White House calls on math professor

 


by Monte Basgall

Andrea Bertozzi, a recent faculty addition who obtained tenure in Duke's department of mathematics at age 29, received a prestigious Presidential Early Career Award for Scientists and Engineers Monday during a White House ceremony.

Bertozzi's award is "the highest honor bestowed by the U.S. government on outstanding scientists and engineers beginning their independent careers," according to a statement by the National Science and Technology Council.

The presidential awards, the statement said, "are intended to recognize some of the finest scientists and engineers who, while early in their research careers, show exceptional potential for leadership at the frontiers of scientific knowledge during the 21st century."

An associate professor who began teaching at Duke during the fall term, Bertozzi had already won an Office of Naval Research ( ONR) Young Investigator Award - which is providing her with $100,000 a year for three years to advance her research in areas of applied mathematics.

The ONR award has "been very helpful for me here at Duke," she said in an interview. "I'm supporting one graduate student this year, and I'll support two next year. We've been able to get some really great, state-of-the-art computing facilities for the students to use. And we'll be able to send them on conferences to give talks."

Given records

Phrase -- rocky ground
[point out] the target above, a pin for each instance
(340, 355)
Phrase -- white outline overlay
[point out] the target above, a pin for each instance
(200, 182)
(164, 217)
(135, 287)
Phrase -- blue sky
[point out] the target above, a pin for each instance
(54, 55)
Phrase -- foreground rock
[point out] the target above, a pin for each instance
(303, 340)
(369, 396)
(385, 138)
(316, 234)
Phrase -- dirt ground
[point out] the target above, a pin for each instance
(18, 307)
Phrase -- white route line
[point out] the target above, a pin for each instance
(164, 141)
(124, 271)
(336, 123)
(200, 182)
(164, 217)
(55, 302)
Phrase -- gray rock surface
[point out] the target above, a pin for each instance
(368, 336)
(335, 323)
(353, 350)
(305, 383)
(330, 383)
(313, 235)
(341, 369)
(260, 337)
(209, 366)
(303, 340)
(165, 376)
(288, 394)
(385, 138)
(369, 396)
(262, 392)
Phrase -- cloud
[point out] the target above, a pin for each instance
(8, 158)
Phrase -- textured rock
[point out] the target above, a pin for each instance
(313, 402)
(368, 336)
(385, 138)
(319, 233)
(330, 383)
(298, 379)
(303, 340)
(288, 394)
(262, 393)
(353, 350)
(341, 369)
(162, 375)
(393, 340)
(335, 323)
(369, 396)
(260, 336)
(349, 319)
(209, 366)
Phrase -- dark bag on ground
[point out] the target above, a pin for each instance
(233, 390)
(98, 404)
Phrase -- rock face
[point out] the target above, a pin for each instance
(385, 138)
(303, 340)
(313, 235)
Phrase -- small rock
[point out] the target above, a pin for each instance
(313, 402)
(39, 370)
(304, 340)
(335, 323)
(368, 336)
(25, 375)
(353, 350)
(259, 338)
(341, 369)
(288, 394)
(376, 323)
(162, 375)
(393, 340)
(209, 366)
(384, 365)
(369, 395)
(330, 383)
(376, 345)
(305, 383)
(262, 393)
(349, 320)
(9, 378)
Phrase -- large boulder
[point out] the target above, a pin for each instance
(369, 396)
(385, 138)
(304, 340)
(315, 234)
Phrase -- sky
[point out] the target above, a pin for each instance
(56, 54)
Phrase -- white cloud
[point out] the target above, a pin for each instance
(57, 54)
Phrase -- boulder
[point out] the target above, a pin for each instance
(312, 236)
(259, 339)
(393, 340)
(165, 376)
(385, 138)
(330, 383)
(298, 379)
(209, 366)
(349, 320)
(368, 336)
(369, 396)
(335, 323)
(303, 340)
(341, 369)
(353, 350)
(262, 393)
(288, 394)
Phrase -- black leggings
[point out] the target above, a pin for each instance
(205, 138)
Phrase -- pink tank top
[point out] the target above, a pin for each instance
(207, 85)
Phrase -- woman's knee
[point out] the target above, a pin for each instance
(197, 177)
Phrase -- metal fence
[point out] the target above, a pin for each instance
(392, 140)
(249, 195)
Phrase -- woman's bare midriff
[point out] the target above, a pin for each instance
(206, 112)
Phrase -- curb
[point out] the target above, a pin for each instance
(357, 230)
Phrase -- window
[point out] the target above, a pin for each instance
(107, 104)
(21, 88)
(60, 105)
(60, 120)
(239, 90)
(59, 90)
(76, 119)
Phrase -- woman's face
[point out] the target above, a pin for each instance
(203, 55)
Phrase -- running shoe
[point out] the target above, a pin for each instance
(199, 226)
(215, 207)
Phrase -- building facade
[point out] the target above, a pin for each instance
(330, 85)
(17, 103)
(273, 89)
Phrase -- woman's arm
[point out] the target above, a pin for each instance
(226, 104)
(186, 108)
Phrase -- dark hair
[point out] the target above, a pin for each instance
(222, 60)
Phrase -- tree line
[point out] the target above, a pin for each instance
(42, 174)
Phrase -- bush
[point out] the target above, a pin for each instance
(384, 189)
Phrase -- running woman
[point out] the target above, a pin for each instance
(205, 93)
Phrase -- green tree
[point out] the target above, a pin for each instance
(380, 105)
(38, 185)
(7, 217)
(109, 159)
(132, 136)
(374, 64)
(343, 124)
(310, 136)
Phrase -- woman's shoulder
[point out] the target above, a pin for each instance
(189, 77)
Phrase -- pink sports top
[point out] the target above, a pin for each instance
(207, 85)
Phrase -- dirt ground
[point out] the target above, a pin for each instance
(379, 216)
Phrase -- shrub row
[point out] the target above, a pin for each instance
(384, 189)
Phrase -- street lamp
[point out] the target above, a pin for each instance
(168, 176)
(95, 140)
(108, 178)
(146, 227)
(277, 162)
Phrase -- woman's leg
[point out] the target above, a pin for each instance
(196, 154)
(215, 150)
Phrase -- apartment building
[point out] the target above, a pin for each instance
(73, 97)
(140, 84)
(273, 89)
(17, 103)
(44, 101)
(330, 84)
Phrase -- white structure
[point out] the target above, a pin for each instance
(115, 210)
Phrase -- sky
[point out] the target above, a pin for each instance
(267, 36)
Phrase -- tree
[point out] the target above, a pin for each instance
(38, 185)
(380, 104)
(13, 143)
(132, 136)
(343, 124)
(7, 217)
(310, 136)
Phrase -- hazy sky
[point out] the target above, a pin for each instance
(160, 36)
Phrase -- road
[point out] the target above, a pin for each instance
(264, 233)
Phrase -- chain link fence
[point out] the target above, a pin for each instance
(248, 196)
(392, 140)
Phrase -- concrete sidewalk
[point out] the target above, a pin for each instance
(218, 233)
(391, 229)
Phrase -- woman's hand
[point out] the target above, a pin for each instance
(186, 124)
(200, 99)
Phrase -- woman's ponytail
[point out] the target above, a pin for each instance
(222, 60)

Exercise instructions
Can you retype the stretch of the article on the math professor's award from "White House calls" through "and Technology Council.", word for word?

Solution
White House calls on math professor

 


by Monte Basgall

Andrea Bertozzi, a recent faculty addition who obtained tenure in Duke's department of mathematics at age 29, received a prestigious Presidential Early Career Award for Scientists and Engineers Monday during a White House ceremony.

Bertozzi's award is "the highest honor bestowed by the U.S. government on outstanding scientists and engineers beginning their independent careers," according to a statement by the National Science and Technology Council.